▶ [Page text]

----

No person would wish to walk out of a relationship especially when they still love the partner if circumstances or situations did not force their decision.

One of the reasons why a person may feel the need to walk out of a relationship is because of lack of appreciation from their partner and when people feel like they’re doing all they can for a person and yet they are not appreciated by that person, there is a tendency that they will give up on the person and stop doing what they use to do, and this may influence their decision in leaving that relationship. The emotional resources of a relationship are like any other they need to be spent and they need to be replenished.

Being openly loving and appreciative is fuel for any relationship and makes an intimate relationship different to any other. It’s easy to take each other for granted when life gets in the way and if one person is doing all the giving without getting anything back, eventually the well will run dry and so will the relationship. When one feels unimportant to the other, the emotional connection will wither in a matter of time. Everyone deserves someone who thinks they are wonderful and appreciated. Adore the people you love, appreciate them and acknowledge them.

Another reason as to why people give up on relationships is lack of emotional connection between both partners. When the friendship between them is gone, or perhaps was never there.

The love and passion that comes with the initial boost of marriage wears off within a period of time, which is why the best relationships are the ones that have genuine friendship at their core.

When the initial passion cools off, a mature, loving, compassionate, relationship takes over. That’s not to say it won’t sizzle sometimes, but being able to connect emotionally is what sustains a long-lasting relationship.

The other reason is when boredom strikes the relationship and leaves the relationship in a rut it can’t get out of. It’s so easy to do the same things you’ve always done, but this could lead to a ‘rut’ and eventually drain the relationship.

Nobody wants to feel like you’re with them out of habit, a beautiful habit though they may be. And when you are stuck in an endless cycle especially if it’s a chaotic and dissatisfied cycle, it may lead to your partner wanting to get out of that relationship and try new things.

The Loss of physical intimacy is another major reason. Lack of physical intimacy may cripple any relationship unless both partners try to rekindle that flame. Intimacy and physical affection is not just about having sex, it’s way more than that and it’s what holds a relationship together.

It includes any form of affectionate touch and can be as simple as touching his back as you walk past or playing with her hair while you watch TV. Anything skin-to-skin releases the same bonding chemicals in your brain as sex.

Physical intimacy communicates trust and love and is what makes an intimate relationship different to every other relationship. Loss of physical intimacy can be a stumbling block and is often the first step towards a loss of emotional intimacy. It’s such a critical part of a relationship that when it’s gone, people may be tempted to look for it elsewhere.

Though Sex is an important part of any relationship, for at least one of you. It’s just another way to fuel the intimacy of your relationship and let the person you love know that they matter. Of course, if both partners agree, a relationship can also survive happily without sex but in these circumstances there will likely be another source of intimacy and affection.

Finally, even the strongest relationships have their highs and lows. Being with someone means being attentive and being involved and this takes constant effort, but it is a beautiful reward when it works.

Don’t be fooled by fairy tales, perhaps they all come with happy endings but the love you want is one with no ending at all. And that will always take more effort than the flourish of a magic wand.

----

▶ [Given instruction A]
Identify each line in the listing below that contains the string "grille", and copy every such line.

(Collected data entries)

----

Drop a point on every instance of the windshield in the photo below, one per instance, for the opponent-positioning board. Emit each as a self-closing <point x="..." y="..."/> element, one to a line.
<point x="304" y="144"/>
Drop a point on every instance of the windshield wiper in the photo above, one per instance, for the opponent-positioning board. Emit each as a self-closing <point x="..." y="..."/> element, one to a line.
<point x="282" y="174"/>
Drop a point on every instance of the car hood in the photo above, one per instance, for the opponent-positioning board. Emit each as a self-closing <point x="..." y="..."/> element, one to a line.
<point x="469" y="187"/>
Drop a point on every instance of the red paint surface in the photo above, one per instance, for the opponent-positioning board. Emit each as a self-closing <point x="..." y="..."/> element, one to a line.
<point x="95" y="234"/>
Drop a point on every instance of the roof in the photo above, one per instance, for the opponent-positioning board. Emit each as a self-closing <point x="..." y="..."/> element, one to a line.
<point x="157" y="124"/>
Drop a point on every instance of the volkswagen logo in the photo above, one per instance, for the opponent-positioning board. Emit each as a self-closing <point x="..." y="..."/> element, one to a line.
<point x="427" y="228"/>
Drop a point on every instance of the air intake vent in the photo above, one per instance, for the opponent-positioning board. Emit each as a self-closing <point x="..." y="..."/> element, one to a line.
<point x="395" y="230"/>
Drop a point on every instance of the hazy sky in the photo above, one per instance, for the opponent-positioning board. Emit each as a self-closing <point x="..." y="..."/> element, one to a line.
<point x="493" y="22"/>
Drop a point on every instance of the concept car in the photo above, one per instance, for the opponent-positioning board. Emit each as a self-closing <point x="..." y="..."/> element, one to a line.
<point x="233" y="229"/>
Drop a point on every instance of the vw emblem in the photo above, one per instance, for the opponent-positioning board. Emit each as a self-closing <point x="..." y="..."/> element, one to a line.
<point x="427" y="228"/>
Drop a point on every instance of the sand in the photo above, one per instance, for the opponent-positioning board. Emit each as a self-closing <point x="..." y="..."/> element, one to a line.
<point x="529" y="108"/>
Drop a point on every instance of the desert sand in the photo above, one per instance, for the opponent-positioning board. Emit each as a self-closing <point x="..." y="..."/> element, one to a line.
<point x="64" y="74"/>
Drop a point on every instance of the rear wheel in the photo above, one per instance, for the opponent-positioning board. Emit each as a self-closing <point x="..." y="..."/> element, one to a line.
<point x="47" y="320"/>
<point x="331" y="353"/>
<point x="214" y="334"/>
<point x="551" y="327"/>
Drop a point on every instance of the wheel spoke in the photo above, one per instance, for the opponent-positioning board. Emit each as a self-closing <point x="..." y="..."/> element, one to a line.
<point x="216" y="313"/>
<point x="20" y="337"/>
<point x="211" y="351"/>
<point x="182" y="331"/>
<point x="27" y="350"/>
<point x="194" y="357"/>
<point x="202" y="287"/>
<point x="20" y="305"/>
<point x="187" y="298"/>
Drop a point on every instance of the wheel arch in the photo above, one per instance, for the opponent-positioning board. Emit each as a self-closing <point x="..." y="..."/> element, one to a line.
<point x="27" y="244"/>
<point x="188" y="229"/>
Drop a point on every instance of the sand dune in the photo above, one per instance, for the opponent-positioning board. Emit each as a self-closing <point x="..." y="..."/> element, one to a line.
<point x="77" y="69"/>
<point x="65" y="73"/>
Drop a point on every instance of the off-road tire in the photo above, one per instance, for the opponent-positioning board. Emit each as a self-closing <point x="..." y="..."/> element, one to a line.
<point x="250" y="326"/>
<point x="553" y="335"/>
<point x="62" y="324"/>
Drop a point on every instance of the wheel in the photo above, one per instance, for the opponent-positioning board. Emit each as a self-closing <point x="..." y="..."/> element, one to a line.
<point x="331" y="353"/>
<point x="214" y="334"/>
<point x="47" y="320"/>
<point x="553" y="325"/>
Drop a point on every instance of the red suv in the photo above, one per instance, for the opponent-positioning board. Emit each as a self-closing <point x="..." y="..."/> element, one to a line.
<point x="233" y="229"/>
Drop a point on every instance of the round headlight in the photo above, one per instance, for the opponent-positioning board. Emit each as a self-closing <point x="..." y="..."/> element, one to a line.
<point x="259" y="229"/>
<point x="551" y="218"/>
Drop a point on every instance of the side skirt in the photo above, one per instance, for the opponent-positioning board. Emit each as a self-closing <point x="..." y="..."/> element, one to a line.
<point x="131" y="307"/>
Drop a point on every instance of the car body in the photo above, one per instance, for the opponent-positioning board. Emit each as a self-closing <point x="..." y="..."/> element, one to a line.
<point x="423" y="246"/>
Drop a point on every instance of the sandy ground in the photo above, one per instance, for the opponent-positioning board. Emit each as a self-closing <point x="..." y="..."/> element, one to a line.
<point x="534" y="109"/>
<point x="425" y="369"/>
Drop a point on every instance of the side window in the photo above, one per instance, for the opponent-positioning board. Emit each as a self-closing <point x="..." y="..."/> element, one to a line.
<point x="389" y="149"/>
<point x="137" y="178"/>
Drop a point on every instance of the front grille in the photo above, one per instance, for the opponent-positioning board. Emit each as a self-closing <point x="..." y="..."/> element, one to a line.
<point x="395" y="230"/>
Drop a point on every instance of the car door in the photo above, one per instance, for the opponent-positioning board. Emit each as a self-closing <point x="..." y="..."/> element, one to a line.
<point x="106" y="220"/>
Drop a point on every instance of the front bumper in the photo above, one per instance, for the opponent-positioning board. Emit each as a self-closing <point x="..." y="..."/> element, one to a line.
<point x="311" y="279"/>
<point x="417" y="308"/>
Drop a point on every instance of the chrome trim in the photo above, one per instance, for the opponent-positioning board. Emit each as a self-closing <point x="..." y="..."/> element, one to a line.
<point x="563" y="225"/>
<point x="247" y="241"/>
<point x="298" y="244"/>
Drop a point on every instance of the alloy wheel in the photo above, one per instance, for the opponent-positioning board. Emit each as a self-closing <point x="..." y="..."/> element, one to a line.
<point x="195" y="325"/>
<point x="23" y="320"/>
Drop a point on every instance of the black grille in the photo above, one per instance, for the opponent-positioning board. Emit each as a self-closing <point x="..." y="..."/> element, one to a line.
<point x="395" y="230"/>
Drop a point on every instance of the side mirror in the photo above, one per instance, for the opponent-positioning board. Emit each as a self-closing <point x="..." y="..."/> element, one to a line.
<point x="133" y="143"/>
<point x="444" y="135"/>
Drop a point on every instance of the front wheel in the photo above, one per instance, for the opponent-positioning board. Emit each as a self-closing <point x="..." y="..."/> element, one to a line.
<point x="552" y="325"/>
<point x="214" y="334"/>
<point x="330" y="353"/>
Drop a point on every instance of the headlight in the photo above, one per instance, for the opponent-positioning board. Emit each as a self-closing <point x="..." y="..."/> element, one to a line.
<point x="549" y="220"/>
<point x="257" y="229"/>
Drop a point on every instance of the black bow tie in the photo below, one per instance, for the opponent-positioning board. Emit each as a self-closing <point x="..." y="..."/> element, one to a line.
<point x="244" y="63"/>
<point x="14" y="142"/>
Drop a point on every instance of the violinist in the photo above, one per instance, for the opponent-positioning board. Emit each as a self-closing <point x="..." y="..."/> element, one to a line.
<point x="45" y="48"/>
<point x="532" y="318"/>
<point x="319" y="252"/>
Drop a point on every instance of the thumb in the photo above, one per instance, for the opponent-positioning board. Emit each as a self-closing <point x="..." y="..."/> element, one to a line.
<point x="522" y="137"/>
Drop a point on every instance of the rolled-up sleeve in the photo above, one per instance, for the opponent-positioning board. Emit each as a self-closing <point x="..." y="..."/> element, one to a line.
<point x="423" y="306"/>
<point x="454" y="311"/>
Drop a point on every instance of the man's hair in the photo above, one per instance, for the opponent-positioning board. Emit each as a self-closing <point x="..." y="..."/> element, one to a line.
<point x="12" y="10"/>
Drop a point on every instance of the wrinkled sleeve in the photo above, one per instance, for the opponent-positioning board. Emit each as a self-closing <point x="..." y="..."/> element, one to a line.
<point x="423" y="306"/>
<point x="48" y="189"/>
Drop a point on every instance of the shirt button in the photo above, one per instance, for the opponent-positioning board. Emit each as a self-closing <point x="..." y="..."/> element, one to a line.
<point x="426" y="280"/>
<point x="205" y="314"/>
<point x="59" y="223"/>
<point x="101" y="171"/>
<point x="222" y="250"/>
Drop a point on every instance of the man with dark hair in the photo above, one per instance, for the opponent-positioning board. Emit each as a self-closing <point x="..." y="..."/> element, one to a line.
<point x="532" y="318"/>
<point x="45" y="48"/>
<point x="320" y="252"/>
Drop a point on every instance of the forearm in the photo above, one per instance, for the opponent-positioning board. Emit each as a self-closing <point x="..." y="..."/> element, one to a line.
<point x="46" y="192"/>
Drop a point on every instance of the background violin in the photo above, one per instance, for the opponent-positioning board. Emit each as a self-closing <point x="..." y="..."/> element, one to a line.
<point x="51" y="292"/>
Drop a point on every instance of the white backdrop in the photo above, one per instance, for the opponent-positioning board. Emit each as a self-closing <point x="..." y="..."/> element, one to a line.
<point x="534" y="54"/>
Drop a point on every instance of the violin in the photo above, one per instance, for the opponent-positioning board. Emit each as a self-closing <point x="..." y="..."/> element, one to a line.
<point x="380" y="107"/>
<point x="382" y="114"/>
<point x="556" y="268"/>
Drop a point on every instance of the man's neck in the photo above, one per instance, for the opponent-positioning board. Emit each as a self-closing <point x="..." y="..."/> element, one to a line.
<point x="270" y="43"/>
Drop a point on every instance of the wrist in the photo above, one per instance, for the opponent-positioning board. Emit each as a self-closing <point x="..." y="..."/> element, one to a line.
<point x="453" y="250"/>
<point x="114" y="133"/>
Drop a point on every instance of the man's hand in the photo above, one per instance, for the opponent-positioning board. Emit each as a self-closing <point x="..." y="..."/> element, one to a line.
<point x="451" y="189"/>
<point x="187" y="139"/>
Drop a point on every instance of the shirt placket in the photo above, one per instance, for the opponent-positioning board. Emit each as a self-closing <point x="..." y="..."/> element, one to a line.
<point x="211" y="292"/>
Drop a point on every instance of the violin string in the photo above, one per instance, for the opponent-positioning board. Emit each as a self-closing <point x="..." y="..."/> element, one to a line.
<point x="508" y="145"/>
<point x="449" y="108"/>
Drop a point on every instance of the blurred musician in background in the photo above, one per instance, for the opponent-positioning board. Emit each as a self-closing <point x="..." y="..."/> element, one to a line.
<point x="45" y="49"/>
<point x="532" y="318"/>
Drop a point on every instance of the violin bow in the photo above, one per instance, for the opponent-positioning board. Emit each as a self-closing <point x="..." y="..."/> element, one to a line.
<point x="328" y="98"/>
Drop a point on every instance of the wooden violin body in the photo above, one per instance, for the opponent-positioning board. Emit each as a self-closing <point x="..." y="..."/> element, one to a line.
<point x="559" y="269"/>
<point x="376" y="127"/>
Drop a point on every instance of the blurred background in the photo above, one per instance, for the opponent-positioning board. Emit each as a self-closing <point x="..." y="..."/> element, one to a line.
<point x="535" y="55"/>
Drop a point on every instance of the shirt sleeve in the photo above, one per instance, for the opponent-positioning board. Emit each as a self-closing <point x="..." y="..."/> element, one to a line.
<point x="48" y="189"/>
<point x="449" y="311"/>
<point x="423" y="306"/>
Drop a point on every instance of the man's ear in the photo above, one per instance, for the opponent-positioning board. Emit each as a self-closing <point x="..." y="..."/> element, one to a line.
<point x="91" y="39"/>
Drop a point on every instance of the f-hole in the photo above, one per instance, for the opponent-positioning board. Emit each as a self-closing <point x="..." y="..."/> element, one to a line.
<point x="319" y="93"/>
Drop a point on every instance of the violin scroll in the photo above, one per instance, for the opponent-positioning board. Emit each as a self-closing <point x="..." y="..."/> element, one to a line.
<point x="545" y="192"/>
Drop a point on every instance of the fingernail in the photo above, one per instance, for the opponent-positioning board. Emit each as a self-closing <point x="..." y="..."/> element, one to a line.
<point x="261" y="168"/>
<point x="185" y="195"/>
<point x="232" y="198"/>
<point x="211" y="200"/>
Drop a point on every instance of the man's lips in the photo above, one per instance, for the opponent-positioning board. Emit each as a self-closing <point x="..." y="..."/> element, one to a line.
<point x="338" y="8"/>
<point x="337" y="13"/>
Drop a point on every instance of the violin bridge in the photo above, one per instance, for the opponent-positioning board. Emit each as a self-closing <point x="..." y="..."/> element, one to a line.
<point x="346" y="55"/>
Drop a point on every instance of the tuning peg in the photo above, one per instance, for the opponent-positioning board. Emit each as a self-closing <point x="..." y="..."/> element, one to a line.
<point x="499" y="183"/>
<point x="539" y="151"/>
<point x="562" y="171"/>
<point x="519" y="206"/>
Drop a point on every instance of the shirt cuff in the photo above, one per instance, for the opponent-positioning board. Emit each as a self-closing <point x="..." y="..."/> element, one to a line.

----

▶ [Given instruction B]
Switch "fairy tales" to "storybooks" and write out the passage on why people leave relationships, starting with "Don’t be fooled" and going on through "a magic wand.".

▶ [Final answer A]
Drop a point on every instance of the front grille in the photo above, one per instance, for the opponent-positioning board. Emit each as a self-closing <point x="..." y="..."/> element, one to a line.
Drop a point on every instance of the black grille in the photo above, one per instance, for the opponent-positioning board. Emit each as a self-closing <point x="..." y="..."/> element, one to a line.

▶ [Final answer B]
Don’t be fooled by storybooks, perhaps they all come with happy endings but the love you want is one with no ending at all. And that will always take more effort than the flourish of a magic wand.